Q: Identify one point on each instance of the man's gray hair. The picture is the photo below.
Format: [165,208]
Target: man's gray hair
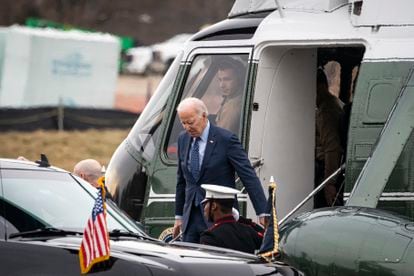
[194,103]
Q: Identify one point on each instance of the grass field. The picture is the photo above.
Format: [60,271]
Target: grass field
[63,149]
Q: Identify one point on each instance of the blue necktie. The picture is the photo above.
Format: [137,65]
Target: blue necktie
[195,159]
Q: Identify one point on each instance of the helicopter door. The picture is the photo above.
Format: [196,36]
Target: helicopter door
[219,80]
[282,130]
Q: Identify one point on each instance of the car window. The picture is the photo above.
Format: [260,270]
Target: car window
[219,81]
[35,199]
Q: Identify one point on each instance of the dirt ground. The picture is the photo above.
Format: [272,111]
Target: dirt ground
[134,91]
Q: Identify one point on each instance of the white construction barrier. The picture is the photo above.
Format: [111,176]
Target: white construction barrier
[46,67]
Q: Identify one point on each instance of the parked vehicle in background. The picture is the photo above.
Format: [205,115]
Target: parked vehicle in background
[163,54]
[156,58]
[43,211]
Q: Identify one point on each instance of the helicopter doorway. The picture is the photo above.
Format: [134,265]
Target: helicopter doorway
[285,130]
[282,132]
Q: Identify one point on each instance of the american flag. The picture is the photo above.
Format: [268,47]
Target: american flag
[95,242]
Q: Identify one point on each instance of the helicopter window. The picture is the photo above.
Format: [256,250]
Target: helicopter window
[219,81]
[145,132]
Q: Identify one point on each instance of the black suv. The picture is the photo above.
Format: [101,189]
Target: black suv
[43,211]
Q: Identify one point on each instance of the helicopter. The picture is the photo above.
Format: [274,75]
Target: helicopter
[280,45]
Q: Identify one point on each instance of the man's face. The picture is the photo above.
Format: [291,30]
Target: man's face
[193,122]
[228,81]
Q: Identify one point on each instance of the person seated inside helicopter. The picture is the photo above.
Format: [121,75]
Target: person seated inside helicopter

§ **EXERCISE DIRECTIONS**
Express the records as a JSON list of strings, one string per line with blank lines omitted, starting with the line that contains "Q: Identify one point on each instance of the american" and going on through the last line of the records.

§ **RESULT OF THE EXERCISE**
[
  "Q: Identify one point on each instance of the american flag. The picture is the photo above.",
  "Format: [268,47]",
  "Target: american flag",
  "[95,242]",
  "Q: Identify one point on each instance of the helicopter window. The picture is the photo above.",
  "Format: [256,250]",
  "Target: helicopter window",
  "[219,81]",
  "[145,132]",
  "Q: Identify one point on each instance of the black suv. The picture is the photo above.",
  "Format: [101,189]",
  "Target: black suv",
  "[43,211]",
  "Q: Identify one point on each instance of the helicopter. The picture is the photo above.",
  "Format: [274,75]",
  "Target: helicopter",
  "[280,45]",
  "Q: Identify one point on each instance of the man's face. The picture is the photo above.",
  "Format: [291,30]",
  "Target: man's face",
  "[193,122]",
  "[228,81]",
  "Q: Identify one point on each instance of the person seated inside helicopter. The picture is the photo above.",
  "Format: [121,75]",
  "Target: person seated inside helicopter"
]